__EXTRAIT À LIRE__:
....
PROPOSITION PHARE La France devrait s’assurer que le G20 allemand de 2017 permette de renforcer les partenariats avec les Etats africains, notamment les plus pauvres et les plus fragiles. Le G20 devrait conclure des accords de partenariats notamment avec les Etats africains qui en ont le plus besoin. Ces partenariats ne devraient pas se baser seulement sur les investissements privés mais également prévoir des investissements publics massifs dans des secteurs tels que l’éducation et la gouvernance, en soutenant la feuille de route de l’Union africaine pour la jeunesse.

LA FRANCE DEVRAIT ÉGALEMENT : • S’assurer que l’aide européenne allouée à l’Afrique augmente de manière significative, notamment pour les pays les plus pauvres et les plus fragiles, et ce malgré l’impact du Brexit sur le budget européen. Cette priorité donnée à l’Afrique doit être mise en œuvre à travers le prochain Cadre financier pluriannuel de l’Union européenne, dans son Plan d’investissement extérieur ainsi que par la taxe sur les transactions financières européenne, qui doit être ambitieuse et solidaire, et dont 100% des recettes doivent être affectées au développement. Ces trois processus sont tous en cours de discussion.
....
__OBJECTIF 1__:
Indiquez combien de lignes des enregistrements contiennent la chaîne « slat », en respectant la casse. Donnez ce nombre seul.
__OBJECTIF 2__:
Rédigez la suite du texte sur les partenariats avec l'Afrique, en reprenant après sa dernière phrase.

__DONNÉES FOURNIES__:
....
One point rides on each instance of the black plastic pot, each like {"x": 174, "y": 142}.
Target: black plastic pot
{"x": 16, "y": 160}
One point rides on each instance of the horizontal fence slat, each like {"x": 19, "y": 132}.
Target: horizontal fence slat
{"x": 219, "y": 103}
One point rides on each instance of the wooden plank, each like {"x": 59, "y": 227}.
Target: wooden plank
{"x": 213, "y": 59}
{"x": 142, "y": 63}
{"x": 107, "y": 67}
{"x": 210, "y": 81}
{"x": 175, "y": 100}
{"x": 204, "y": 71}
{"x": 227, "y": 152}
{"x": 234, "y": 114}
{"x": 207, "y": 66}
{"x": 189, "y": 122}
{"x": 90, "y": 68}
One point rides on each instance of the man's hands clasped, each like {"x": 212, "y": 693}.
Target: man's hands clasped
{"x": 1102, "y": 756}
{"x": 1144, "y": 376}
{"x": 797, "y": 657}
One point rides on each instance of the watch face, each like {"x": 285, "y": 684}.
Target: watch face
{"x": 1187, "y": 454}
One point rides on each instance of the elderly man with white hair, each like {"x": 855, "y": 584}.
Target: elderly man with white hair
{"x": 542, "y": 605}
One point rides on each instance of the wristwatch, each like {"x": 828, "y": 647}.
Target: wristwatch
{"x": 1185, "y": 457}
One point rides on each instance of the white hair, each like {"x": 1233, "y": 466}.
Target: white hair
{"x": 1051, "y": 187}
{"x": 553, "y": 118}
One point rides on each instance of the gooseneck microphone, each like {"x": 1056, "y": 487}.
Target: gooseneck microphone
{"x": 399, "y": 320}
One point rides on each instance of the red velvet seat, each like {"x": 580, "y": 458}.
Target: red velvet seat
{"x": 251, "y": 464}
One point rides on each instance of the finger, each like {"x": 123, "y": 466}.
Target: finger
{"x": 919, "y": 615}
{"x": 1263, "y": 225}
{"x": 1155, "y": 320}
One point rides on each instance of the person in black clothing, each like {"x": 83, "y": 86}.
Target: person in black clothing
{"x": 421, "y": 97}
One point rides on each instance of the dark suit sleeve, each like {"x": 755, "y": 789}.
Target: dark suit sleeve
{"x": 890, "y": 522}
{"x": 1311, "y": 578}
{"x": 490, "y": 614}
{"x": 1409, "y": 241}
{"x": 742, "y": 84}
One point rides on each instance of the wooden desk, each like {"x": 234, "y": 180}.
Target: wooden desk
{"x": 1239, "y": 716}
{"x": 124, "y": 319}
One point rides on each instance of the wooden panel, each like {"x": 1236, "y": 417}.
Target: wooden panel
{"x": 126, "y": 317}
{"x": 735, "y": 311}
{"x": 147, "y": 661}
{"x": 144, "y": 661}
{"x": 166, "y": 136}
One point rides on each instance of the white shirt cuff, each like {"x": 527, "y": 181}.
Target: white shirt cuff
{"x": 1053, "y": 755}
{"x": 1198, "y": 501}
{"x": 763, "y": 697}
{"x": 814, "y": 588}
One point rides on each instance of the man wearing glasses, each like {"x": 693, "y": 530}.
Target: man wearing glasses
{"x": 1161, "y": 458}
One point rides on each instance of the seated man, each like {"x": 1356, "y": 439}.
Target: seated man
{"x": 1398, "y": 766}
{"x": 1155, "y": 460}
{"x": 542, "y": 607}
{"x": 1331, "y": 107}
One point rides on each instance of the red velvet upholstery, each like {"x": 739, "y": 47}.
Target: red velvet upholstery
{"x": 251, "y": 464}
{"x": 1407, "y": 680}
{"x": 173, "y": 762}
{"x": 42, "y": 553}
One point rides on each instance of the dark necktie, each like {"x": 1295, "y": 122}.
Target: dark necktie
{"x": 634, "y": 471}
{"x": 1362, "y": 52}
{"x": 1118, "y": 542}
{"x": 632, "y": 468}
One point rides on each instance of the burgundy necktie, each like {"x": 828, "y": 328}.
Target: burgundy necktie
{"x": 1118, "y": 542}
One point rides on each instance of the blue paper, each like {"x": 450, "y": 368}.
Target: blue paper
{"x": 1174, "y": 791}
....
__RÉPONSE 1__:
2

__RÉPONSE 2__:
• S’assurer que l’objectif principal de l’aide au développement reste la réduction et, à terme, l’éradication de la pauvreté tel que le stipule le traité sur le fonctionnement de l’Union européenne de 2012 (article 208). C’est

seulement en gardant cet objectif que l’aide pourra être efficace et ainsi contribuer à la stabilité du monde. Cette orientation de l’aide doit être respectée dans les politiques françaises de développement mais aussi au sein des Cadres de partenariat pour les migrations de l’Union européenne et au niveau de l’OCDE. La France doit également se porter garante du respect des droits des réfugiés, en lien avec la Convention de 1951 relative au statut des réfugiés et les textes internationaux en vigueur, notamment le droit d’asile qui doit être garanti pour chaque personne fuyant la persécution ou les conflits. Les réfugiés font partie des personnes les plus vulnérables de la planète et la France doit donc s’assurer que leurs besoins, peu importe leur pays d’origine, soient satisfaits sur son territoire et œuvrer pour qu’ils le soient aussi partout dans le monde.